[BioC] problem with makeOrgPackageFromNCBI (for Chinese hamster)

Mon Aug 26 21:22:25 CEST 2013

Hi Marc,
Sorry for the delayed reply.
Meanwhile I re-ran makeOrgPackageFromNCBI() on our lunix server (after updating all packages to its latest version; initially it didn't work either...), and now the generation of the org.Cgriseus.eg.db went OK. So no complaints about removing files, etc. So this must be something Windows7 (or my machine)-specific, and is therefore less of an issue.
However, the QC function gives the same error, but that is something you apparently already identified in AnnotationDbi. BTW, does this also explain the (IMO) switched numbers?
org.Cgriseus.egGO2EG has 25227 mapped keys (of 12124 keys) --> actually means that 12,124 keys [EGIDs] (of in total 25,227) have a revmap (to GO)?

I will send you the two organism packages that I created under Windows7 and Linux in a separate mail.

MATERIAL ::

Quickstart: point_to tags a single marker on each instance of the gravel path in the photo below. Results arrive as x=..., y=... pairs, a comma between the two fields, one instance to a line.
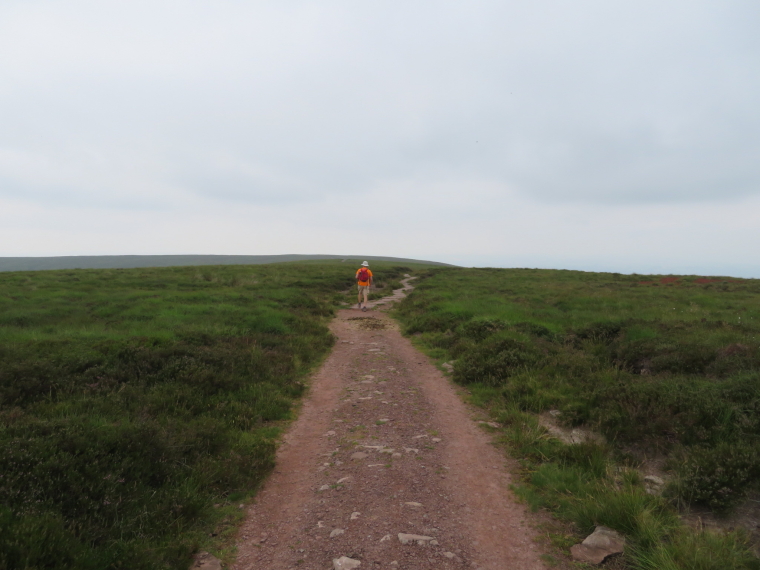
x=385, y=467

TASK SET ::
**A.** Can you transcribe the makeOrgPackageFromNCBI message between "Mon Aug 26 21:22:25" and "revmap (to GO)?", inclusive?
**B.** Could you condense the paragraph of the makeOrgPackageFromNCBI message that begins "Meanwhile I re-ran" while keeping its main facts?

TASK RESPONSES ::
**A.**
Mon Aug 26 21:22:25 CEST 2013

Hi Marc,
Sorry for the delayed reply.
Meanwhile I re-ran makeOrgPackageFromNCBI() on our lunix server (after updating all packages to its latest version; initially it didn't work either...), and now the generation of the org.Cgriseus.eg.db went OK. So no complaints about removing files, etc. So this must be something Windows7 (or my machine)-specific, and is therefore less of an issue.
However, the QC function gives the same error, but that is something you apparently already identified in AnnotationDbi. BTW, does this also explain the (IMO) switched numbers?
org.Cgriseus.egGO2EG has 25227 mapped keys (of 12124 keys) --> actually means that 12,124 keys [EGIDs] (of in total 25,227) have a revmap (to GO)?

**B.** After all packages were updated to their latest versions, makeOrgPackageFromNCBI() was re-run on the Linux server. It also failed there at first, but it now generated org.Cgriseus.eg.db without complaints about removing files. The problem therefore seems specific to Windows7 or the writer's machine, which makes it less of an issue.